## BEGIN Passage shown

Indemnification of Directors and Officers
In many instances there are sound reasons to indemnify officers and directors, so that they may perform their duties without the distraction of unwarranted litigation or other legal process. Fidelity generally supports charter and by-law amendments expanding the indemnification of officers or directors, or limiting their liability for breaches of care unless Fidelity is dissatisfied with their performance or the proposal is accompanied by anti-takeover provisions (see Anti-Takeover Provisions and Shareholders Rights Plans below).
III.
Compensation
Incentive compensation plans can be complicated and many factors are considered when evaluating such plans. Fidelity evaluates such plans based on protecting shareholder interests and our historical knowledge of the company and its management.
A.

## END Passage shown
## BEGIN Supplied records

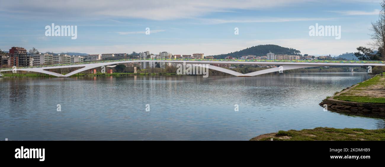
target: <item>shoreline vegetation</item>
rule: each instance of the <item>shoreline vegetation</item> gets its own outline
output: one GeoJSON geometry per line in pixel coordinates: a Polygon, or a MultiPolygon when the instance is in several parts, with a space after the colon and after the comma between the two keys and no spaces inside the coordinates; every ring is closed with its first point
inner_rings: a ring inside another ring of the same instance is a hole
{"type": "Polygon", "coordinates": [[[385,116],[385,76],[377,75],[335,92],[320,105],[331,111],[385,116]]]}
{"type": "Polygon", "coordinates": [[[300,131],[280,131],[259,135],[250,141],[385,141],[385,129],[335,129],[316,127],[300,131]]]}
{"type": "MultiPolygon", "coordinates": [[[[341,92],[335,92],[320,104],[324,107],[325,104],[332,112],[383,116],[385,76],[377,75],[341,92]]],[[[271,141],[271,139],[273,141],[385,141],[385,129],[317,127],[300,131],[280,131],[259,135],[250,141],[271,141]]]]}

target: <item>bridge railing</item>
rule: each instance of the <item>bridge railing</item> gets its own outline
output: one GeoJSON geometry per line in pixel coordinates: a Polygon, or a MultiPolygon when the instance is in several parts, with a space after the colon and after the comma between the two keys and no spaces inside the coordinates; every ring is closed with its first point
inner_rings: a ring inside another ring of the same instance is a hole
{"type": "MultiPolygon", "coordinates": [[[[72,65],[83,64],[87,64],[109,63],[133,60],[166,60],[166,61],[245,61],[261,62],[297,62],[297,63],[385,63],[385,61],[363,61],[363,60],[266,60],[266,59],[184,59],[184,58],[135,58],[125,59],[117,60],[103,60],[100,61],[87,61],[82,63],[75,63],[66,64],[56,64],[28,67],[19,67],[17,69],[39,68],[42,67],[54,67],[57,66],[68,66],[72,65]]],[[[0,70],[12,69],[12,68],[0,68],[0,70]]]]}

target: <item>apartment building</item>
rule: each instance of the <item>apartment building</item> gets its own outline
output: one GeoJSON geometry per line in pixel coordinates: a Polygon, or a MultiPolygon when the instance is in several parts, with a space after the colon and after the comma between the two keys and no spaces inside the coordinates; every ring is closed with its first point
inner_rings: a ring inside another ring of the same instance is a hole
{"type": "MultiPolygon", "coordinates": [[[[167,52],[167,51],[163,51],[159,53],[159,56],[160,58],[161,59],[167,58],[169,58],[169,55],[172,55],[171,53],[167,52]]],[[[169,63],[166,63],[165,62],[159,62],[159,66],[161,66],[161,68],[166,68],[166,65],[171,65],[169,63]]]]}
{"type": "Polygon", "coordinates": [[[54,64],[65,64],[71,63],[71,56],[60,54],[53,56],[54,64]]]}
{"type": "Polygon", "coordinates": [[[35,54],[33,55],[33,66],[54,64],[54,56],[48,53],[35,54]]]}
{"type": "Polygon", "coordinates": [[[192,57],[194,59],[203,59],[204,58],[203,53],[194,53],[192,54],[192,57]]]}
{"type": "Polygon", "coordinates": [[[125,58],[127,57],[127,53],[115,53],[114,55],[116,56],[124,57],[125,58]]]}
{"type": "Polygon", "coordinates": [[[189,59],[191,57],[191,55],[182,55],[182,58],[184,59],[189,59]]]}
{"type": "Polygon", "coordinates": [[[271,53],[271,52],[269,52],[268,53],[266,54],[266,59],[276,59],[275,58],[275,55],[274,53],[271,53]]]}
{"type": "Polygon", "coordinates": [[[71,56],[71,63],[82,63],[84,62],[84,58],[80,56],[71,56]]]}
{"type": "Polygon", "coordinates": [[[115,56],[115,55],[114,53],[102,54],[101,56],[102,59],[105,59],[107,58],[114,57],[115,56]]]}
{"type": "Polygon", "coordinates": [[[102,59],[102,56],[100,55],[89,55],[83,57],[84,61],[97,61],[102,59]]]}
{"type": "Polygon", "coordinates": [[[17,67],[28,67],[33,64],[33,58],[21,47],[12,47],[9,50],[10,65],[17,67]]]}

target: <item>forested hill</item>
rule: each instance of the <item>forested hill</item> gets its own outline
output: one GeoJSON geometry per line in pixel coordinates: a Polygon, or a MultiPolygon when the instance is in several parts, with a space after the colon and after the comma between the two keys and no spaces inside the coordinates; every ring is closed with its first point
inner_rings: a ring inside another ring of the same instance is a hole
{"type": "Polygon", "coordinates": [[[338,58],[343,58],[346,59],[347,60],[358,60],[358,58],[354,56],[354,53],[348,53],[346,52],[345,53],[343,53],[342,55],[340,55],[339,56],[333,57],[333,58],[335,58],[336,59],[338,58]]]}
{"type": "Polygon", "coordinates": [[[259,45],[248,48],[243,50],[232,52],[229,53],[213,56],[214,58],[223,59],[230,56],[233,57],[238,58],[242,56],[252,55],[258,56],[266,56],[269,51],[276,55],[283,54],[289,55],[299,55],[301,51],[292,48],[287,48],[275,45],[259,45]]]}

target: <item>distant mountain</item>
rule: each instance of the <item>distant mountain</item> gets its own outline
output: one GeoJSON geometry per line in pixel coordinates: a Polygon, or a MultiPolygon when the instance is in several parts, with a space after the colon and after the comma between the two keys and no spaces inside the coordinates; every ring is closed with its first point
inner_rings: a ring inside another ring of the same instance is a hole
{"type": "Polygon", "coordinates": [[[344,58],[347,60],[357,60],[358,58],[354,56],[354,53],[346,52],[341,55],[340,55],[338,56],[333,57],[333,58],[338,59],[338,58],[344,58]]]}
{"type": "Polygon", "coordinates": [[[289,55],[299,55],[301,51],[292,48],[282,47],[275,45],[259,45],[248,48],[243,50],[231,52],[229,53],[213,56],[214,58],[223,59],[228,56],[238,58],[242,56],[253,55],[258,56],[266,56],[269,51],[276,55],[287,54],[289,55]]]}

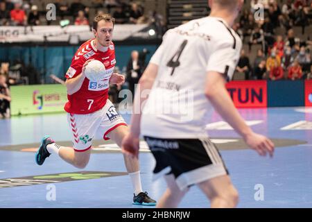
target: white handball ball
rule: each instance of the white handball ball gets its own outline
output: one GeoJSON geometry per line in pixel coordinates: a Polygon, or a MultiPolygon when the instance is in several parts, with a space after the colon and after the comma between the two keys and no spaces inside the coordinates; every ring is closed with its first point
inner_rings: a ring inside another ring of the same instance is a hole
{"type": "Polygon", "coordinates": [[[89,80],[94,82],[104,79],[105,67],[101,61],[92,60],[85,67],[85,75],[89,80]]]}

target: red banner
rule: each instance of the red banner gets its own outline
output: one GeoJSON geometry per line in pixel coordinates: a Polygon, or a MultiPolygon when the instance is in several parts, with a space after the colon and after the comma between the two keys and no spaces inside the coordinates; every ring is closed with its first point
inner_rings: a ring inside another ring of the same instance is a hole
{"type": "Polygon", "coordinates": [[[304,95],[306,106],[312,106],[312,80],[304,82],[304,95]]]}
{"type": "Polygon", "coordinates": [[[236,108],[266,108],[266,80],[231,81],[227,89],[236,108]]]}

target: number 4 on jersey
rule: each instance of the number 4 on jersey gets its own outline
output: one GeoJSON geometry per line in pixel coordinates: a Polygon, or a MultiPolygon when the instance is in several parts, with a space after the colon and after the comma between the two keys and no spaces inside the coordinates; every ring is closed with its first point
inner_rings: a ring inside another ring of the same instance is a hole
{"type": "Polygon", "coordinates": [[[181,56],[181,54],[183,50],[184,49],[187,44],[187,40],[184,40],[183,42],[180,46],[179,49],[177,49],[177,52],[173,55],[170,61],[168,62],[167,67],[173,68],[171,76],[173,75],[173,72],[175,71],[175,68],[180,66],[179,58],[181,56]],[[174,59],[175,59],[175,60],[174,60],[174,59]]]}

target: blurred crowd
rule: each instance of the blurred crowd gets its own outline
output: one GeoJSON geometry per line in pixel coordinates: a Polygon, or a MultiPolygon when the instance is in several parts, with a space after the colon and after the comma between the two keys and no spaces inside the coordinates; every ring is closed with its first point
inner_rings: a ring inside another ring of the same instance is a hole
{"type": "Polygon", "coordinates": [[[234,26],[248,45],[234,79],[312,79],[311,21],[312,1],[252,0],[234,26]],[[263,19],[255,18],[258,3],[264,6],[263,19]],[[257,56],[250,61],[256,45],[257,56]]]}
{"type": "MultiPolygon", "coordinates": [[[[81,0],[53,0],[57,20],[69,19],[71,24],[89,25],[96,14],[110,13],[116,24],[155,24],[164,26],[164,19],[156,11],[145,12],[139,3],[122,0],[92,0],[88,6],[81,0]],[[94,15],[90,15],[92,11],[94,15]],[[90,20],[91,19],[91,20],[90,20]]],[[[46,18],[46,6],[32,0],[0,0],[0,26],[50,25],[46,18]],[[41,10],[40,9],[41,8],[41,10]]]]}

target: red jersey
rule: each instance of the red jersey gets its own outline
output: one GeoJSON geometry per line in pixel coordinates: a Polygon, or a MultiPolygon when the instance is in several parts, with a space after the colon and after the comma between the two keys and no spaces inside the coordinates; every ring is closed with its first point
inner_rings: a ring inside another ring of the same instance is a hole
{"type": "Polygon", "coordinates": [[[108,99],[110,78],[116,64],[114,45],[112,42],[107,51],[103,52],[94,45],[94,40],[83,43],[77,50],[71,60],[71,65],[66,73],[67,79],[79,75],[85,62],[89,59],[101,61],[106,69],[104,78],[98,82],[92,82],[85,78],[80,89],[71,95],[67,94],[68,101],[64,109],[72,114],[88,114],[101,110],[108,99]]]}

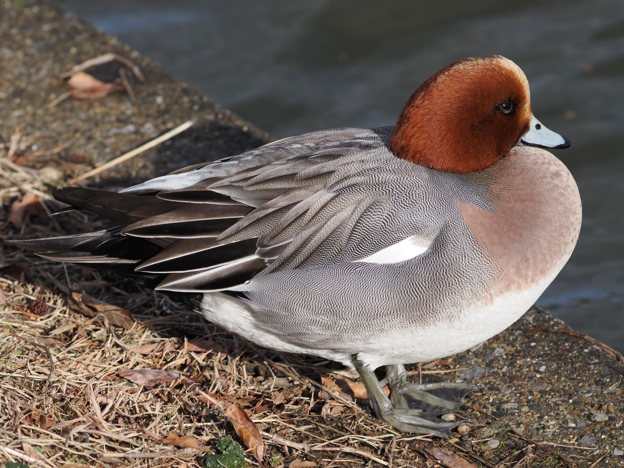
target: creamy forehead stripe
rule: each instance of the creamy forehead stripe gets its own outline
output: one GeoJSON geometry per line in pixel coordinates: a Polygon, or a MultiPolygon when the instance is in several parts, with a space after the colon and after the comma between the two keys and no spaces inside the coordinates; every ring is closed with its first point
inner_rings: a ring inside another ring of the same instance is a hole
{"type": "Polygon", "coordinates": [[[431,245],[431,243],[426,243],[424,239],[412,236],[357,261],[366,263],[398,263],[420,255],[431,245]]]}

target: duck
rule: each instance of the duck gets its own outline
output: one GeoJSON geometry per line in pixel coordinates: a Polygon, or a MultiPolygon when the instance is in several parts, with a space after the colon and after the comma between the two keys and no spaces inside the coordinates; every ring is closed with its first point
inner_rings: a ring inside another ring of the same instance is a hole
{"type": "Polygon", "coordinates": [[[285,138],[119,192],[67,187],[108,229],[14,241],[168,294],[258,345],[358,372],[378,418],[452,437],[476,388],[416,384],[405,364],[479,344],[519,319],[578,237],[578,190],[500,56],[454,62],[392,126],[285,138]],[[386,368],[389,397],[376,374],[386,368]]]}

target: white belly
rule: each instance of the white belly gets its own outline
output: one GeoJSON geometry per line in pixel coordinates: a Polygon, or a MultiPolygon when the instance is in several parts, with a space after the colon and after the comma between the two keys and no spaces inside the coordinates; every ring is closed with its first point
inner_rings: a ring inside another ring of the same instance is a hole
{"type": "Polygon", "coordinates": [[[520,318],[555,276],[556,273],[524,291],[499,296],[487,305],[475,304],[452,321],[393,330],[353,349],[319,349],[286,341],[263,329],[245,303],[222,293],[205,294],[199,311],[210,321],[261,346],[318,356],[349,367],[350,356],[357,354],[371,368],[376,369],[444,358],[482,343],[520,318]]]}
{"type": "MultiPolygon", "coordinates": [[[[558,273],[558,271],[557,271],[558,273]]],[[[530,288],[475,304],[451,322],[393,331],[379,336],[374,346],[359,356],[373,369],[444,358],[466,351],[500,333],[530,308],[556,273],[530,288]]]]}

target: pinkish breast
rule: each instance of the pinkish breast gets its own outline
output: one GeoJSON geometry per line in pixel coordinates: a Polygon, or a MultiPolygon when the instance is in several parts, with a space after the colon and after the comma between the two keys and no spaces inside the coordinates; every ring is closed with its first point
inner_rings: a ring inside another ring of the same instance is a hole
{"type": "Polygon", "coordinates": [[[580,229],[581,201],[572,174],[547,151],[516,147],[482,175],[495,212],[457,204],[470,233],[499,268],[490,294],[554,278],[580,229]]]}

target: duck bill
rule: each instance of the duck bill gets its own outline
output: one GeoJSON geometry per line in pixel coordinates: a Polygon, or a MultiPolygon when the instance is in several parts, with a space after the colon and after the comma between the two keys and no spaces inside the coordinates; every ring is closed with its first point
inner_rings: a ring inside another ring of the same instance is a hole
{"type": "Polygon", "coordinates": [[[537,148],[563,149],[570,147],[570,140],[565,137],[548,130],[535,119],[535,115],[531,115],[529,131],[520,137],[518,145],[534,146],[537,148]]]}

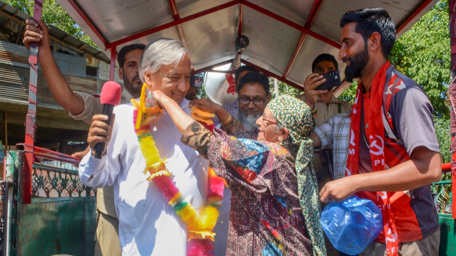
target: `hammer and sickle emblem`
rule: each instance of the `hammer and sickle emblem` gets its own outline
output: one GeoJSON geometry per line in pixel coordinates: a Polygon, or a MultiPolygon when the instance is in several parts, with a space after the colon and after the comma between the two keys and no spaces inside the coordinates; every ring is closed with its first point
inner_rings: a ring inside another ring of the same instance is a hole
{"type": "Polygon", "coordinates": [[[384,144],[383,143],[383,139],[382,138],[382,137],[379,136],[378,135],[375,135],[375,136],[377,137],[377,138],[378,138],[379,140],[380,140],[380,142],[381,143],[382,145],[380,146],[379,146],[377,144],[377,140],[373,141],[372,143],[371,143],[371,144],[369,146],[369,147],[371,148],[372,148],[372,147],[375,148],[377,148],[377,149],[378,149],[378,151],[374,151],[374,150],[373,150],[372,149],[369,149],[369,151],[370,151],[371,153],[372,153],[372,154],[374,154],[375,155],[383,155],[383,147],[384,146],[384,144]]]}

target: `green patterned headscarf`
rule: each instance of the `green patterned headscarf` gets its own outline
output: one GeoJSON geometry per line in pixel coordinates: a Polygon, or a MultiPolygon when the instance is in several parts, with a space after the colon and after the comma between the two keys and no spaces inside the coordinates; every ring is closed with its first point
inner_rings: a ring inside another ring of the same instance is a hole
{"type": "Polygon", "coordinates": [[[268,104],[274,117],[290,132],[294,144],[300,144],[295,168],[301,209],[306,219],[313,247],[314,255],[326,255],[321,214],[320,194],[312,162],[313,143],[309,138],[315,127],[313,115],[307,104],[290,95],[276,97],[268,104]]]}

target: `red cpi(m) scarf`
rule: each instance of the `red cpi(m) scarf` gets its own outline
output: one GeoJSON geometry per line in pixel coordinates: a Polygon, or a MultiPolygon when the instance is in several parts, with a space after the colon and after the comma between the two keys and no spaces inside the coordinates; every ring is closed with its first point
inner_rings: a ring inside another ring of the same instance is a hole
{"type": "MultiPolygon", "coordinates": [[[[383,120],[382,111],[383,105],[383,91],[387,77],[386,70],[390,66],[389,61],[387,61],[380,68],[372,81],[370,88],[369,119],[368,120],[365,120],[365,122],[369,124],[369,128],[366,130],[366,135],[369,142],[369,148],[375,149],[370,150],[372,167],[374,172],[384,170],[385,162],[389,166],[396,165],[398,162],[395,156],[390,156],[389,154],[388,154],[388,157],[385,159],[384,150],[385,128],[383,122],[379,121],[383,120]],[[394,159],[394,158],[396,159],[394,159]]],[[[349,145],[348,158],[345,169],[346,176],[358,174],[362,107],[359,97],[362,94],[363,86],[362,83],[358,84],[356,97],[350,113],[352,120],[351,134],[349,145]]],[[[389,196],[388,193],[384,191],[377,192],[377,194],[378,201],[374,203],[377,203],[383,214],[383,231],[385,242],[386,243],[387,255],[398,256],[399,240],[397,228],[391,215],[389,196]]]]}

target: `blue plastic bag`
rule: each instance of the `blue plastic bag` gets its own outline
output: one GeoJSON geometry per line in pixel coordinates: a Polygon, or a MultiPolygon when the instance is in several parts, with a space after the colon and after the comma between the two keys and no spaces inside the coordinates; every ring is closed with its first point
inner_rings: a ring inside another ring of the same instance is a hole
{"type": "Polygon", "coordinates": [[[382,211],[367,199],[352,196],[331,202],[321,213],[320,223],[334,247],[350,255],[364,251],[383,230],[382,211]]]}

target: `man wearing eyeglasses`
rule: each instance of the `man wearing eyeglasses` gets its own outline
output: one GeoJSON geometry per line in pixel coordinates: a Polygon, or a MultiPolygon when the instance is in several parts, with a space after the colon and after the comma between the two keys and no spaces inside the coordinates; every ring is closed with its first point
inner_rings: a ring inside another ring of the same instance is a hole
{"type": "Polygon", "coordinates": [[[249,72],[239,80],[237,89],[239,106],[235,118],[223,107],[207,99],[202,98],[192,103],[198,108],[215,113],[221,122],[220,128],[228,134],[256,140],[259,133],[256,120],[263,115],[271,98],[269,79],[264,74],[249,72]]]}

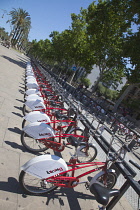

## END Supplied records

# Parts of the exercise
(a) According to the passage on director indemnification and compensation, on what basis does Fidelity evaluate incentive compensation plans?
(b) Please carry on the passage on director indemnification and compensation from the point where it stops.

# Results of the exercise
(a) Fidelity evaluates them based on protecting shareholder interests and its historical knowledge of the company and its management.

(b)
Equity Compensation Plans
Fidelity encourages the use of reasonably designed equity compensation plans that align the interest of management with those of shareholders by providing officers and employees with incentives to increase long-term shareholder value. Fidelity considers whether such plans are too dilutive to existing shareholders because dilution reduces the voting power or economic interest of existing shareholders as a result of an increase in shares available for distribution to employees in lieu of cash compensation. Fidelity will generally oppose equity compensation plans or amendments to authorize additional shares under such plans if:
1.
The company grants stock options and equity awards in a given year at a rate higher than a benchmark rate ("burn rate") considered appropriate by Fidelity and there were no circumstances specific to the company or the compensation plans that leads Fidelity to conclude that the rate of awards is otherwise acceptable.
2.
The plan includes an evergreen provision, which is a feature that provides for an automatic increase in the shares available for grant under an equity compensation plan on a regular basis.
3.
The plan provides for the acceleration of vesting of equity compensation even though an actual change in control may not occur.
As to stock option plans, considerations include the following:
1.
Pricing: We believe that options should be priced at 100% of fair market value on the date they are granted. We generally oppose options priced at a discount to the market, although the price may be as low as 85% of fair market value if the discount is expressly granted in lieu of salary or cash bonus.
2.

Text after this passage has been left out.